- _WHAT IS BEING ASKED_
From the forum post about an ex-girlfriend wanting to stay friends, reproduce everything from "I'll try to" down to "been on holiday.".

**** DOCUMENT EXTRACT ****

Jump to content

Ex girlfriend wants to be friends- Need some help/advice


Recommended Posts

Morning People,

 

I'll try to keep it simple but provide you enough information to help!

 

Basically I bumped into my ex-girlfriend of three years in our local town, we had a quick chat because I was with friends and then started texting each other back and forth again for a couple weeks, it's now been a week and I haven't text her back because I've been on holiday.

 

Those texts were about friends, family and just a general catch up.

 

The problem is sending those texts back and forth made me realise that I do miss her as a person and it sort of head fkd me into wanting to get back with her.. I still think she's one of the most beautiful girls that i've met and if i could turn back time I'd change a lot of things but I'm pretty sure she doesn't want that as she met someone new maybe like a few months back and I'm not sure how official they are but I'm pretty sure she just wants me as another channel for support/comforting herself..

 

We had a good break up that did turn a bit messy but even after breaking up we've bumped into each other a few times without confrontation!

 

The main question is what does she want from me? I don't really want to be walked all over and I feel that if I do get "friendzoned" by my ex it won't help me mentally in the long run, like I don't want to be the ex boyfriend at her wedding with her new boyfriend but at the same time we have this connection that you can only get with being with someone for that time and from the experiences that you've had together..

 

The last text I got from her was after I didn't reply was:

 

"just wanted to say I don't want to be awkward with you, I genuinely miss you being my friend and I don't want to have to feel awkward if we bump into each other out or whatever. I have nothing but respect for you and I'm sorry that we fell out, I take back everything ty I said to you. I want you to know that I never ever cheated on you or disrespected you, you're free to believe what you want obviously but I hope you believe what is true. I'm very drunk also, but I hope you have a good holiday

 

Don't care if she finds this, tbh at least she might be able to see into my head if she did..

 

Anyways please help because I'm really not sure what to do

 

Thanks,

 

Captcha

Link to comment
I'm pretty sure she just wants me as another channel for support/comforting herself..

 

The above is exactly why being friends with an ex, with this ex, is a terrible idea. If she's not asking you to try again, and she hasn't, then there really is zero reason to now allow her full access to your life and her to yours.

 

Plus don't you find it a bit odd she's seeing some other fellow, but now suddenly has reached out to an ex? What's that about? Backup for those times he makes her feel crappy or she gets rejected then has you to make her feel better? I think you deserve more than that and I think you know it.

**** DATASET CONTENT ****

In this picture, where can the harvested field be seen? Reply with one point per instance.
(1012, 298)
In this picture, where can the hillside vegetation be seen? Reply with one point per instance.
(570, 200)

****

- _RESULT OF THIS TASK_
I'll try to keep it simple but provide you enough information to help!

 

Basically I bumped into my ex-girlfriend of three years in our local town, we had a quick chat because I was with friends and then started texting each other back and forth again for a couple weeks, it's now been a week and I haven't text her back because I've been on holiday.